---- Given text

The third season of Malcolm in the Middle premiered on November 11, 2001, on Fox, and ended on May 12, 2002, with a total of 22 episodes. Frankie Muniz stars as the title character Malcolm, and he is joined by Jane Kaczmarek, Bryan Cranston, Christopher Kennedy Masterson, Justin Berfield and Erik Per Sullivan.

Episodes

Cast and characters

Main 
 Frankie Muniz as Malcolm
 Jane Kaczmarek as Lois
 Bryan Cranston as Hal
 Christopher Kennedy Masterson as Francis
 Justin Berfield as Reese
 Erik Per Sullivan as Dewey

Notable guests 
 Brenda Wehle as Lavernia
 Craig Lamar Traylor as Stevie Kenarban
 David Anthony Higgins as Craig Feldspar
 Daniel von Bargen as Edwin Spangler
 Eric Nenninger as Eric Hanson
 Evan Matthew Cohen as Lloyd
 Kyle Sullivan as Dabney
 Merrin Dungey as Kitty Kenarban
 Tania Raymonde as Cynthia Sanders
 Susan Sarandon as Meg 
 Bradley Whitford as Meg's husband

Production 
Main cast members Frankie Muniz, Jane Kaczmarek, Bryan Cranston, Christopher Kennedy Masterson, Justin Berfield and Erik Per Sullivan return as Malcolm, Lois, Hal, Francis, Reese and Dewey respectively. The season introduces the recurring character Piama Tananahaakna, with Emy Coligado cast in the role. It is also the final one to feature Eric Hanson, played by Eric Nenninger. The season's parallel plot involving Francis shifts from Marlin Academy to a resort in Alaska. The episode "Clip Show", true to its title, serves as a clip show, incorporating footage from previous episodes presented as flashbacks.

--------
---- Dataset rows

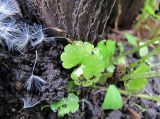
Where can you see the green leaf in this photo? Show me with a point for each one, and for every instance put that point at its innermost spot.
(131, 39)
(134, 84)
(143, 51)
(89, 61)
(75, 53)
(112, 98)
(150, 10)
(107, 49)
(66, 105)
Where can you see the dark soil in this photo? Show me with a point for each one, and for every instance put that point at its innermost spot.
(15, 68)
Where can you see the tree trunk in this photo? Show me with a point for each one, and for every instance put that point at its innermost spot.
(84, 19)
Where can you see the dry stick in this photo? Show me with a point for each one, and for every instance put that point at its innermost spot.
(137, 48)
(123, 92)
(118, 16)
(154, 52)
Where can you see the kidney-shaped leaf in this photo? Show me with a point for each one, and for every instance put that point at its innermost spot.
(112, 98)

--------

▸ Tasks for this exercise
1/ In the season article, which actor was cast as Piama Tananahaakna?
2/ Reproduce the season article's passage word for word, starting with "The third season" and going on through "Erik Per Sullivan.".

▸ Set of answers
1/ Emy Coligado

2/
The third season of Malcolm in the Middle premiered on November 11, 2001, on Fox, and ended on May 12, 2002, with a total of 22 episodes. Frankie Muniz stars as the title character Malcolm, and he is joined by Jane Kaczmarek, Bryan Cranston, Christopher Kennedy Masterson, Justin Berfield and Erik Per Sullivan.